— start of Extracted records —

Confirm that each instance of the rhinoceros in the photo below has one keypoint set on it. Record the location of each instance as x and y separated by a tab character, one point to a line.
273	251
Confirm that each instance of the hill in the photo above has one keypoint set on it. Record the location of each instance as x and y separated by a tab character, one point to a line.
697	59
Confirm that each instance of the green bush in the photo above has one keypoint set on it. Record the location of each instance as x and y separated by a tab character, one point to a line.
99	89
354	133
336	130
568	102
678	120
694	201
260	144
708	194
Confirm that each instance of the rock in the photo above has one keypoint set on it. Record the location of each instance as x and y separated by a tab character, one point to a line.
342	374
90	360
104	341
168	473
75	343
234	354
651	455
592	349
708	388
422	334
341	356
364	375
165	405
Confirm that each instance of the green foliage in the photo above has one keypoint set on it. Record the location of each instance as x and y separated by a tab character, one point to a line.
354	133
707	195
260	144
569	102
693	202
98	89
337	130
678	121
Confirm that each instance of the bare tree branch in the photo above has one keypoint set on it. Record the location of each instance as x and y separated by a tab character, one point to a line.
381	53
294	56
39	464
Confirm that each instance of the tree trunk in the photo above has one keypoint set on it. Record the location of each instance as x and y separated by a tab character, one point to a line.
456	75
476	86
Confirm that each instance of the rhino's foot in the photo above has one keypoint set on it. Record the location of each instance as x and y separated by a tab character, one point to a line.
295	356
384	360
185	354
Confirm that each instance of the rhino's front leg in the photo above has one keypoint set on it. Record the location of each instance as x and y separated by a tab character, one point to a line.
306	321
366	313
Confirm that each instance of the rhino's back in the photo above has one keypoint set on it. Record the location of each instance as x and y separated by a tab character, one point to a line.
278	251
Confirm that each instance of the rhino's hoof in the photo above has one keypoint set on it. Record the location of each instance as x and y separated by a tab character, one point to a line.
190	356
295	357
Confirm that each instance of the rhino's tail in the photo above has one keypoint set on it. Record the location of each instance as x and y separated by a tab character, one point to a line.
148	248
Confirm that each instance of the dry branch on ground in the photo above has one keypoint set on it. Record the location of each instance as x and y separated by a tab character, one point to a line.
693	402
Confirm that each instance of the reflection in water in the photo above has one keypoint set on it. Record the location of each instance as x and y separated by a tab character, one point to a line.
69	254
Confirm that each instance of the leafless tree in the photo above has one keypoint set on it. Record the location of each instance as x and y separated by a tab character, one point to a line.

— end of Extracted records —

### Goal
Reproduce the records word for word.

### Problem solution
Confirm that each instance of the rhinoceros in the photo below has one keypoint set on it. Record the location of each instance as x and y separated by a tab character, one point to a line.
273	251
Confirm that each instance of the hill in the photo above has one keypoint set on it. Record the location of each instance as x and y separated by a tab character, one point to a line.
697	59
Confirm that each instance of the green bush in the photo above has one keypoint set on it. Record the location of each instance as x and y separated by a tab character, one point to a line.
99	89
354	133
336	130
568	102
678	120
694	201
260	144
708	194
Confirm that each instance of the rock in the photo above has one keypoint set on it. Record the location of each instance as x and y separated by a tab character, one point to a line.
342	374
90	360
104	341
168	473
75	343
234	354
651	455
592	349
708	388
422	334
341	356
364	375
165	405
Confirm that each instance of the green foliage in the photo above has one keypoint set on it. Record the location of each instance as x and y separated by a tab character, one point to a line.
354	133
707	195
260	144
569	102
693	202
98	89
337	130
678	121
Confirm that each instance of the bare tree branch in the photo above has one keypoint set on it. Record the location of each instance as x and y separated by a tab character, one point to a line.
381	53
294	56
39	464
Confirm that each instance of the tree trunk in the photo above has one keypoint set on it. Record the location of each instance as x and y separated by a tab character, one point to a line.
456	75
476	86
Confirm that each instance of the rhino's foot in the photo above has one keypoint set on it. Record the location of each instance as x and y separated by a tab character, one point to a line.
295	356
384	360
185	354
Confirm that each instance of the rhino's front leg in the photo above has one keypoint set on it. Record the location of each instance as x and y separated by a tab character, one point to a line.
306	321
366	313
Confirm that each instance of the rhino's back in the photo above has one keypoint set on it. Record the location of each instance as x and y separated by a tab character, one point to a line.
278	251
Confirm that each instance of the rhino's hoof in the photo above has one keypoint set on it. Record the location of each instance as x and y separated by a tab character, one point to a line.
190	356
295	357
Confirm that each instance of the rhino's tail in the photo above has one keypoint set on it. Record the location of each instance as x and y separated by a tab character, one point to a line.
148	248
Confirm that each instance of the dry branch on ground in the photo above has one keypoint set on it. Record the location of each instance as x and y separated by a tab character, one point to a line.
693	402
Confirm that each instance of the reflection in water in the photo above has one keypoint set on it. Record the location of each instance as x and y separated by a tab character, one point to a line.
69	254
Confirm that each instance of the leafless tree in the photo above has one keypoint set on it. Record the location of each instance as x and y separated by a tab character, one point to a line.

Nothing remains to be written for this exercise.